---------- Extrait

Les habitants pouvaient se déplacer librement, mais les personnes extérieures devaient obtenir l’accord préalable de l’armée israélienne, qui considérait le village comme situé dans une zone militaire d’exclusion, limitrophe du Liban, de la Galilée et du plateau du Golan.
La levée des restrictions par Tsahal, sans explication, le 8 septembre dernier s’est immédiatement traduite par un afflux de touristes, heureux de découvrir Ghajar.
A quel point le changement a été immédiat ?
Ahmad Khateb, pâtissier propriétaire du café éponyme, travaillait ce jour-là comme consultant dans un hôtel de la ville de Safed, en Galilée, lorsque son employé l’a appelé pour lui signaler un nombre inhabituel de clients étrangers.
Le lendemain matin, Khateb abandonnait sa mission à Safed pour se consacrer à plein temps à son café.
Pas moins de 4 000 personnes se seraient rendues à Ghajar le jour de l’ouverture de la ville, estime-t-il, rejointes par 6 000 autres dès le lendemain, triplant temporairement la population de la ville.
Dès le troisième jour, un samedi, Ghajar avait aménagé un terrain de football pour en faire un parking.
« C’est complètement inattendu, un cadeau du ciel », confie Khateb à propos de l’ouverture du village et de l’augmentation de ses ventes. Il envisage aujourd’hui d’ouvrir de nouveaux points de vente.
Ghajar a, pour les Israéliens, des airs de Cité interdite : ils voyagent en effet beaucoup dans leur propre pays parce qu’il leur faut sinon prendre l’avion pour se rendre ailleurs.
« Vous savez pourquoi nous sommes venus ici ? Parce qu’il n’y a pas beaucoup d’endroits [en Israël] que nous ne connaissons pas », explique Shmuel Browns, guide touristique de Jérusalem qui accompagne son frère et sa belle-sœur, venus de Toronto, où lui-même est né.
« Nous voulions voir par nous-mêmes ce que ce village a d’unique. »
Ce village est en effet l’unique communauté d’alaouites en Israël, issue d’une ethnie minoritaire en Syrie qui a donné au pays les dirigeants de ces 52 dernières années, à savoir l’actuel dictateur Bachar al-Assad et son défunt père, Hafez.
Bilal Khatib, qui est comptable et porte-parole de Ghajar, explique que les Alaouites sont dans l’ensemble des laïcs respectueux d’autrui et des autres religions. Ghajar n’a d’ailleurs pas de mosquée et les gens prient chez eux.
« C’est notre mode de vie », ajoute Khatib.
« Ce qui nous intéresse, ce sont les personnes. Nous les respectons en tant que tel. Notre religion commande d’être de bonnes personnes, d’aimer notre prochain et de ne nourrir de haine contre personne, qu’il soit druze, juif, chrétien ou circassien. »
Mais ce qui déroute le plus les visiteurs est l’origine de Ghajar, à propos de laquelle beaucoup d’informations inexactes circulent.
« Ghajar faisait partie du Liban, non ? », demande le couple israélien à Khateb, au café.

--------------------

• Défis:
1. Dites si chacune des affirmations suivantes concorde avec l'extrait sur Ghajar, en répondant par oui ou non et en citant mot pour mot le passage décisif. (a) Ghajar possède une mosquée. (b) Dès le troisième jour, un terrain de football a été transformé en parking. (c) Shmuel Browns est né à Jérusalem.
2. Restituez, s'il vous plaît, sous forme de liste numérotée et sans lignes vides le passage des enregistrements allant de la ligne qui contient « TARGET = sidewalk » jusqu'à la fin des enregistrements, ces deux bornes incluses.

---------- Matériel de l'exercice

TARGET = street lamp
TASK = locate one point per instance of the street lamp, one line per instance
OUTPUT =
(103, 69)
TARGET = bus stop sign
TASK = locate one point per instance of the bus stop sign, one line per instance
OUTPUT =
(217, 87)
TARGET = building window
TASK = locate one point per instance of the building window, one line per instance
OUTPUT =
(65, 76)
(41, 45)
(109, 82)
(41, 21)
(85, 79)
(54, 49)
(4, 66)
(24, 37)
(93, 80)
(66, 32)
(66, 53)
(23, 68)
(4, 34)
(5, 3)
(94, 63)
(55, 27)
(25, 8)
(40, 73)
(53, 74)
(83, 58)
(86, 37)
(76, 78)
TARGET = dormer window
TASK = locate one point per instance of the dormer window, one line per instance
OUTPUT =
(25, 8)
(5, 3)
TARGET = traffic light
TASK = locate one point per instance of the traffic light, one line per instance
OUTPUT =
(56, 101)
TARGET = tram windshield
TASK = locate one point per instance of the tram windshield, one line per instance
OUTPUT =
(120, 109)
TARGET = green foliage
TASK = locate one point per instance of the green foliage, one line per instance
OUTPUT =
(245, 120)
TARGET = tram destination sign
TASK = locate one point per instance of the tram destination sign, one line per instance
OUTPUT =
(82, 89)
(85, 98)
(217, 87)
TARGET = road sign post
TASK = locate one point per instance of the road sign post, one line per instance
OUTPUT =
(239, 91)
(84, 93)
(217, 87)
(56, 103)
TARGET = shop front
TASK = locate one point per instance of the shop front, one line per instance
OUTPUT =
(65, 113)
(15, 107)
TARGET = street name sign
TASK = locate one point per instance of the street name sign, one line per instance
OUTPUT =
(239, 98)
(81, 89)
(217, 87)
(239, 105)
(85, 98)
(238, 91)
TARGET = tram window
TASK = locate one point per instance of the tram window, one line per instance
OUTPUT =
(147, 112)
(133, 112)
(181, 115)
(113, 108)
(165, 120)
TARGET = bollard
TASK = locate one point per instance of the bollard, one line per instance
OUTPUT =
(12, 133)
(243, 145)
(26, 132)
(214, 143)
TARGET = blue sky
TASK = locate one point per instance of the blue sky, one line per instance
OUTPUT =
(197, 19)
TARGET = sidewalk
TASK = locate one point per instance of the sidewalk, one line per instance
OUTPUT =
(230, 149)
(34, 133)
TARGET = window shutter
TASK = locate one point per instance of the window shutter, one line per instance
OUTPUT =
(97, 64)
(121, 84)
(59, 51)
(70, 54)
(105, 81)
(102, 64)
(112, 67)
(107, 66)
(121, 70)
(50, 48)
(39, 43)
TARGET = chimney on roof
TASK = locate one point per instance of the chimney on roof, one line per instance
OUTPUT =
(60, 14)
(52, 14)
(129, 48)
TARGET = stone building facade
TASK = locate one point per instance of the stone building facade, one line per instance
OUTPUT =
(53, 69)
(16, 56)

--------------------

• Solutions proposées:
1.
(a) Non : « Ghajar n’a d’ailleurs pas de mosquée et les gens prient chez eux. »
(b) Oui : « Dès le troisième jour, un samedi, Ghajar avait aménagé un terrain de football pour en faire un parking. »
(c) Non : « venus de Toronto, où lui-même est né »

2.
1. TARGET = sidewalk
2. TASK = locate one point per instance of the sidewalk, one line per instance
3. OUTPUT =
4. (230, 149)
5. (34, 133)
6. TARGET = window shutter
7. TASK = locate one point per instance of the window shutter, one line per instance
8. OUTPUT =
9. (97, 64)
10. (121, 84)
11. (59, 51)
12. (70, 54)
13. (105, 81)
14. (102, 64)
15. (112, 67)
16. (107, 66)
17. (121, 70)
18. (50, 48)
19. (39, 43)
20. TARGET = chimney on roof
21. TASK = locate one point per instance of the chimney on roof, one line per instance
22. OUTPUT =
23. (60, 14)
24. (52, 14)
25. (129, 48)
26. TARGET = stone building facade
27. TASK = locate one point per instance of the stone building facade, one line per instance
28. OUTPUT =
29. (53, 69)
30. (16, 56)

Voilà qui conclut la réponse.